Assignment: Continue the stuffed bell peppers and food safety text from the point where it stops.

Text segment:
───
Stuffed Bell Peppers

Serving Size: 1 stuffed pepper | Serves: 5

Ingredients:

  • 5 bell peppers (red, orange, yellow, or green)
  • 1 pound ground beef (90% lean), uncooked
  • 3/4 cup brown rice, uncooked
  • 1/2 can diced tomatoes (14 oz), low sodium
  • 3 tablespoons lemon juice
  • 1/4 teaspoon cinnamon
  • 1/4 teaspoon allspice
  • 1/4 teaspoon ground black pepper

Directions:

  1. Cut a circular hole in the tops of the bell peppers. Remove seeds and membrane and set aside.
  2. In a large bowl, combine remaining ingredients and stir until completely mixed. Fill the bell peppers with meat mixture.
  3. Place the stuffed bell peppers in a large stockpot on the stove with the tops facing up. Add 1 inch of water to the bottom of the pot and cover.
  4. Place heat on medium, keeping covered for 30–40 minutes until rice is done. Serve.

Nutrition information per serving:
277 calories, 8g total fat, 3g saturated fat, 0g trans fat, 57mg cholesterol, 66mg sodium, 29g total carbohydrate, 4g fiber, 4g sugar, 21g protein

See how to make this recipe and more on USDA’s MyPlate Kitchen YouTube, bit.ly/3s09zjQ.

Source: MyPlate, www.myplate.gov/myplate-kitchen/recipes

Practicing Food Safety Each Day Keeps Foodborne Illness Away

Fruits and vegetables on kitchen counter

One in six people get food poisoning—also known as a foodborne illness—every year in the United States. Young children, pregnant women, and older adults have a higher risk of foodborne illness.
───
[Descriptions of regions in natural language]
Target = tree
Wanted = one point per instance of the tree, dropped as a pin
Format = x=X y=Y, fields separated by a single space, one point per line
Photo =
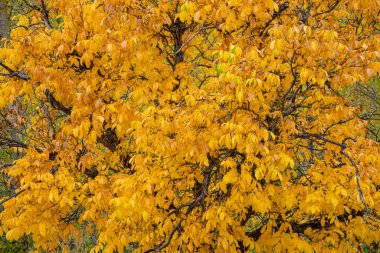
x=193 y=125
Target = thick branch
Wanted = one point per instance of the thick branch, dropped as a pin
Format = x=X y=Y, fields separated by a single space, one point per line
x=342 y=146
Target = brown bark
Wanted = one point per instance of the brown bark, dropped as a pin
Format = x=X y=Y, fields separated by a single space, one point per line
x=4 y=19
───
Your response:
Pregnant women are at high risk for listeriosis, a type of foodborne illness that causes miscarriage. Lower the risk by doing the following:

  • Cook meat, seafood, poultry and eggs thoroughly.
  • Do not eat cold deli meats or hot dogs. Heat sliced deli meats and hot dogs to 165°F or until steaming.
  • Avoid raw bean sprouts, unpasteurized milk, or cheese made from unpasteurized milk.

Adults ages 60 years and older are at higher risk for foodborne illness because the immune system weakens with age. Likewise, young children are at higher risk because their immune systems haven’t fully developed yet.

Keep everyone safe by following these food safety practices.

  1. Clean: Wash your hands thoroughly. Clean and sanitize food preparation surfaces.
  2. Separate: Keep raw meats apart from other foods that may be eaten without cooking, such as fruits and vegetables.
  3. Cook: Cook foods to the correct temperature. Use this handout on food thermometers, bit.ly/2YXooHu, for more information.
  4. Chill: Don’t leave food out of the fridge for more than two hours.

For more information on food safety in the kitchen, visit Ten Steps to a Safe Kitchen, bit.ly/3rh2r24.

Source: Ten Steps to a Safe Kitchen, bit.ly/3rh2r24

Energy Bites

Energy bites on sheet pan with milk

Serving Size: 1 energy bite | Serves: 25

Ingredients:

  • 1 1/2 cups oats (old fashioned or quick)
  • 1/2 cup unsweetened coconut fakes
  • 1/4 cup chia seeds
  • 1/4 cup mini chocolate chips
  • 1/2 cup creamy peanut butter
  • 1/3 cup honey
  • 1 teaspoon vanilla extract

Directions:

  1. Stir all ingredients together in a medium sized bowl.
  2. Cover a cookie sheet with foil or parchment paper. Drop mixture by tablespoonfuls onto the cookie sheet.
  3. Refrigerate 1 hour.
  4. Roll each drop of mixture into a ball. Place in an airtight container. Store in the refrigerator.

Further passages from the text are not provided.